_Do this_: Reproduce all the entries precisely.

_Recorded information_:
— Begin —

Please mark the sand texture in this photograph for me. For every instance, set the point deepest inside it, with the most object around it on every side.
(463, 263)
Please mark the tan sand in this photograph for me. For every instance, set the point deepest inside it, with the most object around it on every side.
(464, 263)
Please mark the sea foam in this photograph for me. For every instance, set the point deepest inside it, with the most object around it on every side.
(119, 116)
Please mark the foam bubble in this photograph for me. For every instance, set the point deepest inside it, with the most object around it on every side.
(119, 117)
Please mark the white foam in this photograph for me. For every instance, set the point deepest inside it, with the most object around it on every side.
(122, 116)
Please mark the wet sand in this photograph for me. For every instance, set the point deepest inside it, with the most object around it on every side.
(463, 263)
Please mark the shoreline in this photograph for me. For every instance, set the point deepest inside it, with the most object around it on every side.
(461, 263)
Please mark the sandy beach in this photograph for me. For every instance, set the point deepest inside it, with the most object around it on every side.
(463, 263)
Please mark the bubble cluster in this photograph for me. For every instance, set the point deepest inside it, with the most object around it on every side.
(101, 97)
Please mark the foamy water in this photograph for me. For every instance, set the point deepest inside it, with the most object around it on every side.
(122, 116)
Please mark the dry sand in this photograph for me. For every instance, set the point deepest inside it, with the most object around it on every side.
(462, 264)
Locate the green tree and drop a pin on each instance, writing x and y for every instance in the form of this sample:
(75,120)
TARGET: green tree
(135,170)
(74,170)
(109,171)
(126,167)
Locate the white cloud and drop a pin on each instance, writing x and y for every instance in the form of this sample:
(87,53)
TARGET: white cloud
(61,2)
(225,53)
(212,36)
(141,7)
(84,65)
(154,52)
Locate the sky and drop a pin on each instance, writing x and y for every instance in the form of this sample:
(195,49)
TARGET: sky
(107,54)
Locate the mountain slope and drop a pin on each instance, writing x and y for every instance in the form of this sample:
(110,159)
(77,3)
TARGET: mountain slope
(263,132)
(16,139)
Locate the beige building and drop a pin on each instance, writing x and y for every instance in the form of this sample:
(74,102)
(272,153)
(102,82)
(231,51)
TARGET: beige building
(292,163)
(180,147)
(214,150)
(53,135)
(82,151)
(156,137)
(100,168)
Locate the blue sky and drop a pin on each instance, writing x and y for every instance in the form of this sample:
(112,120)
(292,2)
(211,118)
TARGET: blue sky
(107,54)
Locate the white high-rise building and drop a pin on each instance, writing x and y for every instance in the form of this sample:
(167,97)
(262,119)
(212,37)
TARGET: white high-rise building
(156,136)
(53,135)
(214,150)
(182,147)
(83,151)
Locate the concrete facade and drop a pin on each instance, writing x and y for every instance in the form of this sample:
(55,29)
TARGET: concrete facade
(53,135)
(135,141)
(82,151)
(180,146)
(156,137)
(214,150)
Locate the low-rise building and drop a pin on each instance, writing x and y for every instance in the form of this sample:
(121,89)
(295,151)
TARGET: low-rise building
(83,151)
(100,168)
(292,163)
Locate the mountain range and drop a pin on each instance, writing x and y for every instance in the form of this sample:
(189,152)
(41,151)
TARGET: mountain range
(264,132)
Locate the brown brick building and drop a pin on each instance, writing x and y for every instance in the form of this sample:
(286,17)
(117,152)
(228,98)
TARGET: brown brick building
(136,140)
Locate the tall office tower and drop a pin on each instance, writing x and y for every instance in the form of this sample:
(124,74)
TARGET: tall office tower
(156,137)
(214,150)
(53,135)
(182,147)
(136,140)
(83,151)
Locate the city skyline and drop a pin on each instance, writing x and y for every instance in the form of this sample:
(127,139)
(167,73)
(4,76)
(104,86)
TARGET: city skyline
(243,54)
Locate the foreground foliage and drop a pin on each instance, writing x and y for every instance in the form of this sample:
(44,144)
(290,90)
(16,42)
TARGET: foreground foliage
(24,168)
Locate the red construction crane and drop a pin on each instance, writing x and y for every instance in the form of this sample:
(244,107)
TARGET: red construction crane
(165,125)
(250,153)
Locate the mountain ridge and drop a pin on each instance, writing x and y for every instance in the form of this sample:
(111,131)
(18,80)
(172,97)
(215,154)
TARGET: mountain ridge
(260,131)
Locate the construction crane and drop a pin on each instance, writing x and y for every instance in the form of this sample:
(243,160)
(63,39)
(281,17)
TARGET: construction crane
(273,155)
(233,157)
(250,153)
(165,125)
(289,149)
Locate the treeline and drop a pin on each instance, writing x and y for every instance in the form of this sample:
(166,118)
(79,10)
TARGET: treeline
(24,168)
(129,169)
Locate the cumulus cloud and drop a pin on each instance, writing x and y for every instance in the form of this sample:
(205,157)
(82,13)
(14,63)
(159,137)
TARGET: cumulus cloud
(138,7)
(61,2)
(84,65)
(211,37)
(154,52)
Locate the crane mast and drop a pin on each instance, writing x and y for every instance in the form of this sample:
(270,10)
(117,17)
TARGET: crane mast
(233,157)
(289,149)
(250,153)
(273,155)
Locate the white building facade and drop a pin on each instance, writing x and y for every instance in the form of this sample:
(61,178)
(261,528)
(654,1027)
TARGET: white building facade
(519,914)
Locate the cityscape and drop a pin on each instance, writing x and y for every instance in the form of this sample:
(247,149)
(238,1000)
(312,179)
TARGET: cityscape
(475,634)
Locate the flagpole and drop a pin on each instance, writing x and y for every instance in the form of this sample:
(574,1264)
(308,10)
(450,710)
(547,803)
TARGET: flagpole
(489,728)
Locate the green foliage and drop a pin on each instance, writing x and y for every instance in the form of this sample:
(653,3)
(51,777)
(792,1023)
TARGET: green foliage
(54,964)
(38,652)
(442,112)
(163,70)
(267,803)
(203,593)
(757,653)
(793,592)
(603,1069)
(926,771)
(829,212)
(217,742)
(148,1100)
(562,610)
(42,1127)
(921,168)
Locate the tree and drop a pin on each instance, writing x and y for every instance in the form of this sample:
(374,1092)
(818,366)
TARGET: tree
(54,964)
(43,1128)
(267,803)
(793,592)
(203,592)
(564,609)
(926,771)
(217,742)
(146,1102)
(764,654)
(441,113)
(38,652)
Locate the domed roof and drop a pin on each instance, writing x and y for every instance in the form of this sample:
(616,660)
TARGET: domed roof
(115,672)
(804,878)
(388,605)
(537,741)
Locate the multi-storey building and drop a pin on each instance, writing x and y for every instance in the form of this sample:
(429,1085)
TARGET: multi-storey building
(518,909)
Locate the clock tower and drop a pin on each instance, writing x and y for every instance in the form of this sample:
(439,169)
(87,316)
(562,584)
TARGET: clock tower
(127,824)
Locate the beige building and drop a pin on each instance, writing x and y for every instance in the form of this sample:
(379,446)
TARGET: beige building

— End —

_Solution for this task_:
Please mark the sand texture in this photograph for me. For every instance, set the point deepest inside it, with the most object around it on every side.
(463, 263)
Please mark the tan sand in this photograph for me. For every instance, set the point deepest inside it, with the most object around it on every side.
(464, 263)
Please mark the sea foam in this photograph for me. For every instance, set the point deepest inside it, with the most object around it on every side.
(119, 116)
Please mark the foam bubble in this photograph for me. For every instance, set the point deepest inside it, with the most object around it on every side.
(119, 117)
Please mark the white foam in this photograph for me. For every instance, set the point deepest inside it, with the most object around it on every side.
(122, 116)
Please mark the wet sand in this photograph for me. For every instance, set the point deepest inside it, with the most object around it on every side.
(463, 263)
Please mark the shoreline in this photograph for me. For every instance, set the point deepest inside it, with the most object around it on every side.
(461, 263)
Please mark the sandy beach in this photograph for me. For every instance, set the point deepest inside it, with the most object around it on every side.
(463, 263)
Please mark the bubble cluster in this photograph for me. For every instance, set the point deepest inside it, with the most object around it on every side.
(101, 97)
Please mark the foamy water in this photograph for me. For every instance, set the point deepest inside it, with the most object around it on every side.
(122, 116)
Please mark the dry sand in this photograph for me. For every instance, set the point deepest inside it, with the most object around it on every side.
(462, 264)
Locate the green tree and drop a pin on each instance, writing x and y for every instance in the form of this sample:
(75,120)
TARGET: green tree
(135,170)
(74,170)
(109,171)
(126,167)
Locate the white cloud and drop a pin on each instance, writing x and y for every instance in the form of this sample:
(87,53)
TARGET: white cloud
(61,2)
(225,53)
(212,36)
(141,7)
(84,65)
(154,52)
Locate the sky and drop a pin on each instance, writing x and y for every instance in the form of this sample:
(195,49)
TARGET: sky
(107,54)
Locate the mountain slope and drop a pin on each instance, writing x and y for every instance in the form of this sample:
(110,159)
(77,3)
TARGET: mountain slope
(263,132)
(16,139)
Locate the beige building and drop a pin on each instance, writing x and y for every instance in the form of this sample:
(74,102)
(272,153)
(102,82)
(231,51)
TARGET: beige building
(292,163)
(180,147)
(214,150)
(53,135)
(82,151)
(156,137)
(100,168)
Locate the blue sky and drop a pin on each instance, writing x and y for every instance in the form of this sample:
(112,120)
(292,2)
(211,118)
TARGET: blue sky
(107,54)
Locate the white high-rise building and drop a pin on each instance, writing x and y for every instance in the form of this sample:
(167,97)
(262,119)
(212,37)
TARGET: white high-rise building
(156,136)
(53,135)
(214,150)
(182,147)
(83,151)
Locate the concrete facade and drop a pin on each instance, writing x and y for every instance in the form of this sample:
(55,29)
TARGET: concrete facade
(53,135)
(135,141)
(82,151)
(180,146)
(156,137)
(214,150)
Locate the low-rise building and drop a pin on each instance, writing x and y for every instance in the form of this sample:
(121,89)
(295,151)
TARGET: low-rise building
(83,151)
(100,168)
(292,163)
Locate the mountain range and drop a pin on each instance, writing x and y for every instance in the form of this sample:
(189,152)
(41,151)
TARGET: mountain range
(264,132)
Locate the brown brick building and drop a pin on each instance, writing x and y for every instance in the form of this sample:
(286,17)
(117,152)
(228,98)
TARGET: brown brick building
(136,140)
Locate the tall office tower and drop a pin on each instance, writing x and y for every instance in the form of this sample:
(124,74)
TARGET: tall office tower
(156,137)
(214,150)
(53,135)
(182,147)
(136,140)
(83,151)
Locate the city skyline and drop a pin on each instance, writing x and y for every instance in the form of this sample:
(127,139)
(167,73)
(4,76)
(104,86)
TARGET: city skyline
(243,54)
Locate the foreground foliage and drop a pin on each instance, writing x and y for every instance in the form of this sample:
(44,144)
(290,90)
(16,42)
TARGET: foreground foliage
(24,168)
Locate the red construction crane and drop a pin on each instance, writing x and y for every instance in the form of this sample:
(244,107)
TARGET: red construction crane
(165,125)
(250,153)
Locate the mountain ridge and drop a pin on each instance, writing x and y for every instance in the form of this sample:
(111,131)
(18,80)
(172,97)
(215,154)
TARGET: mountain ridge
(260,131)
Locate the construction crane and drop a pin on each instance, writing x and y for every instance in the form of this sample:
(243,160)
(63,39)
(281,17)
TARGET: construction crane
(273,155)
(233,157)
(250,153)
(165,125)
(289,149)
Locate the treeline and drop a pin on each instance, writing x and y for every instance in the form of this sample:
(166,118)
(79,10)
TARGET: treeline
(24,168)
(129,169)
Locate the cumulus cloud and drop a pin on each instance, writing x and y for every instance in the form of this sample:
(205,157)
(82,13)
(14,63)
(159,137)
TARGET: cumulus cloud
(138,7)
(61,2)
(84,65)
(211,37)
(154,52)
Locate the crane mast and drop a pin on each instance, writing x and y for every instance in the form of this sample:
(270,10)
(117,17)
TARGET: crane mast
(233,157)
(289,149)
(250,153)
(273,155)
Locate the white building facade and drop a pin on each instance, writing x and y for every instance in the form of this sample:
(61,178)
(261,528)
(654,1027)
TARGET: white building facade
(519,914)
Locate the cityscape and drop a pin on each instance, writing x and y for every instance in the form of this sample:
(247,149)
(238,1000)
(312,179)
TARGET: cityscape
(475,634)
Locate the flagpole and drop a pin on each instance, writing x and y for every instance in the form of this sample:
(574,1264)
(308,10)
(450,710)
(547,803)
TARGET: flagpole
(489,728)
Locate the green foliage and drop a pin on each instance, writing x and y for every instance in the form of this sample:
(653,3)
(51,777)
(792,1023)
TARGET: green foliage
(54,964)
(38,652)
(442,112)
(163,70)
(267,803)
(203,593)
(757,653)
(793,592)
(603,1069)
(926,771)
(829,212)
(217,742)
(148,1100)
(562,610)
(42,1127)
(921,168)
Locate the tree and drop a pin on each instance, writing x and y for every instance in the form of this sample:
(374,1092)
(818,366)
TARGET: tree
(54,964)
(43,1128)
(267,803)
(793,592)
(203,592)
(564,609)
(926,771)
(217,742)
(146,1102)
(764,654)
(441,113)
(38,652)
Locate the domed roof and drop a pin on each instance, writing x and y for every instance in the form of this sample:
(616,660)
TARGET: domed roof
(115,672)
(804,878)
(388,605)
(537,741)
Locate the multi-storey building and drop a pin on each instance, writing x and y for every instance in the form of this sample:
(429,1085)
TARGET: multi-storey building
(518,909)
Locate the clock tower and drop a pin on each instance, writing x and y for every instance in the form of this sample:
(439,169)
(87,316)
(562,584)
TARGET: clock tower
(127,824)
Locate the beige building and drop a pin on each instance, writing x and y for every instance in the form of this sample:
(379,446)
TARGET: beige building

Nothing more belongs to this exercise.